▸ **EXERCISE REQUIREMENTS**
Reproduce the women's World Championships text from "Behind her, teammate" up to and including "Balsamo (Leuven, Belgium)", changing "silver" to "second place".

Van der Breggen to Kopecky: Five years of rainbow glory in the women's World Championships
In the past five seasons, the women’s road race has rarely followed the script. Anna van der Breggen turned Imola into a one-woman show, Elisa Balsamo stunned the Dutch armada in Leuven, and Annemiek van Vleuten somehow won in Wollongong with a fractured elbow. Then came Lotte Kopecky, who ended Belgium’s fifty-year wait in Glasgow and backed it up in the rain of Zurich against the Dutch. Different roads and different winners, but the jersey always found a rider willing to rise above the rest.

2020 – Anna van der Breggen (Imola, Italy)
Anna van der Breggen was already a champion in the time trial that week, but the road race confirmed her dominance. On the Autodromo circuit, with its punishing climbs of Mazzolano and Gallisterna, she attacked with 41km to go on the penultimate lap. Her move split the field and turned the finale into a solo procession.
Behind her, teammate Annemiek van Vleuten, racing with a broken wrist, fought to silver, while Italy’s Elisa Longo Borghini took bronze. Van der Breggen became the first rider in 25 years to win both road and time trial in the same Worlds, adding a second road title to her palmarès and extending the Dutch run to four consecutive victories.
2021 – Elisa Balsamo (Leuven, Belgium)
The Dutch team dictated the race in Flanders, attacking with Annemiek van Vleuten to thin the field. Yet Italy remained calm. Elisa Balsamo, then 23, waited patiently as her teammates shielded her from the storm. On the final lap in Leuven, Italy hit the front with a perfect lead-out.
Vos sat on Balsamo’s wheel, ready to pounce, but when the Italian launched her sprint she held firm. By half a bike length, Balsamo upset the favourite and ended four years of Dutch domination. Tears flowed for Vos, while Balsamo claimed Italy’s first women’s rainbow in a decade.

▸ **INFORMATION SHOWN**
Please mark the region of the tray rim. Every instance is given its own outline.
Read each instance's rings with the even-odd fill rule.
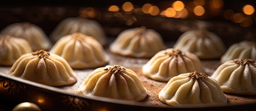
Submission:
[[[125,100],[121,100],[114,99],[102,97],[94,97],[86,96],[82,94],[75,94],[70,92],[65,92],[60,90],[59,88],[54,86],[51,86],[35,82],[33,82],[28,80],[23,79],[19,77],[11,76],[6,74],[0,73],[0,77],[3,77],[12,80],[21,82],[26,85],[30,85],[35,86],[38,88],[42,90],[46,90],[48,91],[53,92],[57,93],[65,94],[68,96],[71,96],[80,99],[100,101],[110,104],[115,104],[118,105],[130,105],[131,106],[137,106],[147,108],[155,108],[160,109],[187,109],[187,108],[228,108],[230,107],[246,107],[247,106],[254,105],[256,106],[256,100],[255,102],[249,102],[246,103],[227,103],[227,104],[192,104],[192,105],[181,105],[177,106],[160,106],[160,105],[152,105],[140,102],[128,101]]]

▸ **THE ANSWER**
Behind her, teammate Annemiek van Vleuten, racing with a broken wrist, fought to second place, while Italy’s Elisa Longo Borghini took bronze. Van der Breggen became the first rider in 25 years to win both road and time trial in the same Worlds, adding a second road title to her palmarès and extending the Dutch run to four consecutive victories.
2021 – Elisa Balsamo (Leuven, Belgium)